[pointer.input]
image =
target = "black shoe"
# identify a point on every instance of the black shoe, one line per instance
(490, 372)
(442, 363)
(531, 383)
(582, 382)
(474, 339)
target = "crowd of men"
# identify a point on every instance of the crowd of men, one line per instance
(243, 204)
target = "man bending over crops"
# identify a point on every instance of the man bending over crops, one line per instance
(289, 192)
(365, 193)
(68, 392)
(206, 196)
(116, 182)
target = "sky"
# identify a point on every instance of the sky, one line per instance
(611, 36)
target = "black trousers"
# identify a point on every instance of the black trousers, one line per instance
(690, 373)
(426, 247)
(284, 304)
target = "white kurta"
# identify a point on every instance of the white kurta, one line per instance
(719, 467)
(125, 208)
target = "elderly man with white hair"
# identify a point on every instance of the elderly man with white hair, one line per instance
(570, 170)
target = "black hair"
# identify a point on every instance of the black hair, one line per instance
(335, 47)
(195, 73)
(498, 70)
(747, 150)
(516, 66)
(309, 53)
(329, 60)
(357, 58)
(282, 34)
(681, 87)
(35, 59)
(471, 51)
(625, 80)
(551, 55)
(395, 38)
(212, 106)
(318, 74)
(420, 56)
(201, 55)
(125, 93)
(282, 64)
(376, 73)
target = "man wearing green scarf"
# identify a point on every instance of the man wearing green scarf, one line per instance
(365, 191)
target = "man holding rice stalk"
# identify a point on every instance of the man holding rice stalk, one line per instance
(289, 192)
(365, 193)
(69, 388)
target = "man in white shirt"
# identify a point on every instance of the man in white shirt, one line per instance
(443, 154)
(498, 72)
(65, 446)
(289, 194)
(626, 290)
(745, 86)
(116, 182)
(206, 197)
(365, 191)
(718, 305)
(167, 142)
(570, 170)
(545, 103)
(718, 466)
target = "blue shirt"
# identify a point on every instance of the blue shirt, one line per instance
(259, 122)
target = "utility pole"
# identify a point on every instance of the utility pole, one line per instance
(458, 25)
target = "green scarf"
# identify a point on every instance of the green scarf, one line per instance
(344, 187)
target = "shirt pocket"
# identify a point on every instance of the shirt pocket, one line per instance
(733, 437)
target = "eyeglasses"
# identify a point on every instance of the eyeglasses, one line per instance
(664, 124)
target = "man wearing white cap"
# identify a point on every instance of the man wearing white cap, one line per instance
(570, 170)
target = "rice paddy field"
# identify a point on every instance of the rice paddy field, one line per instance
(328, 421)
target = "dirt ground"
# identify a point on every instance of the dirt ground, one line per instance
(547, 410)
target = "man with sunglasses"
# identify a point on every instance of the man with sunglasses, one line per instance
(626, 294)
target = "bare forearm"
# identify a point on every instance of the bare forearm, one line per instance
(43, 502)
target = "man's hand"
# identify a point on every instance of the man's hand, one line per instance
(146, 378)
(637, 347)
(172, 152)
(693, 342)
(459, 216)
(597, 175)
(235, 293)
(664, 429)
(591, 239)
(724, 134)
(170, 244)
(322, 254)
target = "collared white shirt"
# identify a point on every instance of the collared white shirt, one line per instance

____

Indica, copiándolas tal cual, todas las líneas de las entradas en las que aparece la palabra "shoe".

> RESULTADO
target = "black shoe"
# identify a point on every instance of the black shoe, one line per instance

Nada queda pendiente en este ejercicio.